Written task:
Replace "utility pole" with "power pole" in the material, from the line with "locate: sky | one point per instance" through the end, and give those lines again with nothing else changed.

## begin Exercise materials

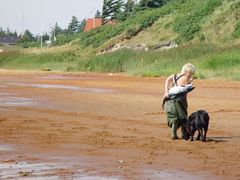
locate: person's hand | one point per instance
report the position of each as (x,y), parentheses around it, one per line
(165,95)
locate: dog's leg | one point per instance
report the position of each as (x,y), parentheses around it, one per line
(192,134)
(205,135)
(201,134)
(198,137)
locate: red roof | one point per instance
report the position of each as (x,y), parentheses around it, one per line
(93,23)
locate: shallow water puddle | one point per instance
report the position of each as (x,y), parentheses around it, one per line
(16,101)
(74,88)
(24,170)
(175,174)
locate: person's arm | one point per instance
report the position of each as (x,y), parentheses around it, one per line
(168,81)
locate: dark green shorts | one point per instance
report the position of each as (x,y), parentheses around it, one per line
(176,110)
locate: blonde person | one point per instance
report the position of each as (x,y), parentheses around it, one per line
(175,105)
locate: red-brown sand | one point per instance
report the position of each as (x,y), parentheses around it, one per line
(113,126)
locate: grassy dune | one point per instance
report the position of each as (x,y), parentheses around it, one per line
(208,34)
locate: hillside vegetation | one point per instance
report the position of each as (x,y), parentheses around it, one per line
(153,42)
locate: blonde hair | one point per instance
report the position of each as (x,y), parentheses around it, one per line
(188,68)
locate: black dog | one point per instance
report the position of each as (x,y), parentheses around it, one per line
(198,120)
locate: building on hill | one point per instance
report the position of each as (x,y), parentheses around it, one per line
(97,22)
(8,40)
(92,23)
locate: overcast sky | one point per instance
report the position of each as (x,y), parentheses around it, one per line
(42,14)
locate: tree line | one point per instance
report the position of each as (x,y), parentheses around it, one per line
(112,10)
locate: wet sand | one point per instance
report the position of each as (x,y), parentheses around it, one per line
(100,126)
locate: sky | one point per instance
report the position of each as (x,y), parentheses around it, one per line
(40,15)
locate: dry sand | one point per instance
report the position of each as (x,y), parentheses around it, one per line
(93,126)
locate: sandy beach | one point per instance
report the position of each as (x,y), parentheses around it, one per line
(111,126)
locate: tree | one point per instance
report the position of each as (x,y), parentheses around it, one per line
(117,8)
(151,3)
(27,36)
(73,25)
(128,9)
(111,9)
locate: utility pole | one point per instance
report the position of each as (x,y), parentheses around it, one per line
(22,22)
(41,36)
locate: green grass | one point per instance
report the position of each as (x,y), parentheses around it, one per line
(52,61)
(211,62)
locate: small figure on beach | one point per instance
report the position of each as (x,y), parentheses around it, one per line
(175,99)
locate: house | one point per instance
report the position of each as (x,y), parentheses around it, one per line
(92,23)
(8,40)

## end Exercise materials

Result of the task:
locate: sky | one point per instance
report the position of each as (x,y), parentheses around it, one per line
(40,15)
locate: dry sand | one point per instance
report the position of each as (x,y), parentheses around it, one per line
(93,126)
locate: sandy beach | one point per instance
report the position of each as (x,y), parentheses around it, one per line
(111,126)
locate: tree | one point per instance
report the position of each as (x,y), parentheses around it, one per line
(117,8)
(151,3)
(27,36)
(73,25)
(128,9)
(111,9)
locate: power pole | one point per instance
report the position of each as (x,y), parentheses around it, one per line
(22,22)
(41,36)
locate: green grass | one point per instance
report the position of each as (x,y), parentheses around it, one per line
(52,61)
(211,62)
locate: small figure on beach | one point per instance
report the position of each as (x,y), parentheses around it, one per line
(175,99)
locate: house | one point per instance
report the position of each as (x,y), parentheses around it, one per line
(92,23)
(8,40)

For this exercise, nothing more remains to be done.